• [À FAIRE]:
[1] Traduisez en anglais cette phrase du passage choisi : « Mais il s’est vite rendu compte des difficultés du terrain. »
[2] Reprenez, s'il vous plaît, le texte sur les jeunes footballeurs partis tenter leur chance au Maroc, et poursuivez-le à partir de sa dernière phrase.

• [PASSAGE CHOISI]:
Deux autres cas voudraient qu’un club qui n’est pas convaincu par les vidéos, accepte de faire passer un test au joueur, mais sans rien prendre en charge, ou qu’une connaissance promette au jeune footballeur et à ses parents de lui trouver un club au Maroc grâce à ses «connexions» (qui n’existent probablement pas). Les parents, de niveau social modeste, rassemblent et remettent à cette connaissance l’argent du voyage et de la prise en charge de leur enfant.

«Je me disais qu’il suffisait d’arriver ici pour jouer»

Cette connaissance n’est très souvent pas ce qu’Ayoula appelle une «personne ressource», capable de savoir si le jeune joueur a le niveau requis pour pouvoir jouer au Maroc, et qui a les contacts nécessaires et un plan bien en place pour son poulain. La plupart de ces personnes ne sont intéressées que par l’argent qu’ils peuvent soutirer au joueur et ses parents. Alors une fois arrivé au Maroc, le jeune joueur peut ne pas réussir le test, ou réaliser qu’il a été trompé. En effet, «n’arrive pas à mettre un jeune dans un club qui veut», insiste Ayoula. Alors que faire?

«Je me disais qu’il suffisait d’arriver ici pour jouer», regrette Adama. Jeune footballeur très prometteur en Côte d’Ivoire, il a décidé, il y a 2 ans, de suivre un ami qui promettait de le faire «percer» (réussir) au Maroc. Mais il s’est vite rendu compte des difficultés du terrain. Et après l’avoir hébergé pendant un temps, son ami l’a laissé à lui-même. «Aujourd’hui, je me débrouille, j’ai réussi à trouver un petit boulot dans un snack à Oulfa (Casablanca)».

• [EXTRAIT DES DONNÉES]:
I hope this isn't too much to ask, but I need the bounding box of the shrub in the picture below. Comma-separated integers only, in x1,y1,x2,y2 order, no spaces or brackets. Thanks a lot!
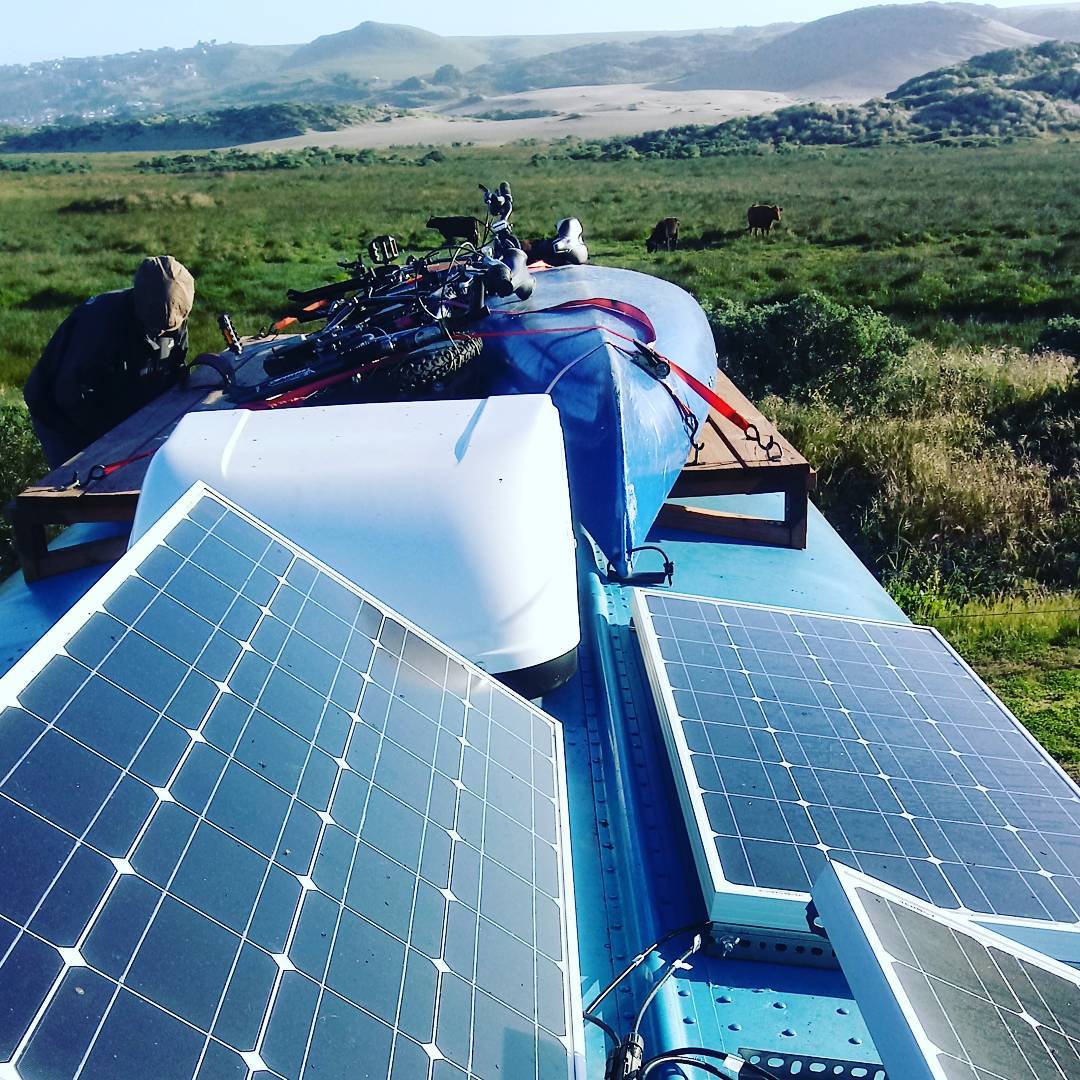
0,405,48,577
1036,315,1080,357
766,400,1062,600
710,293,913,404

• [RÉSULTATS DES TÂCHES]:
[1] But he soon became aware of the difficulties on the ground.

[2]
Plusieurs jeunes, originaires de plusieurs pays du continent sont dans le même cas qu’Adama. Désillusionnés, ils refusent de rentrer dans leur pays d’origine par crainte des regards moqueurs, mais surtout parce qu’ils s’en veulent de ne pas avoir été à la hauteur des sacrifices de leurs parents. Ils cherchent donc une petite occupation qui leur permettrait de se prendre en charge… ou de continuer leur aventure en Europe. En effet, Ayoula nous confie connaître beaucoup de jeunes footballeurs qui ont rejoint l’Europe par les bateaux de passeurs. Enfin, certains jeunes décident de retourner dans leur pays, mais ces cas sont très rares.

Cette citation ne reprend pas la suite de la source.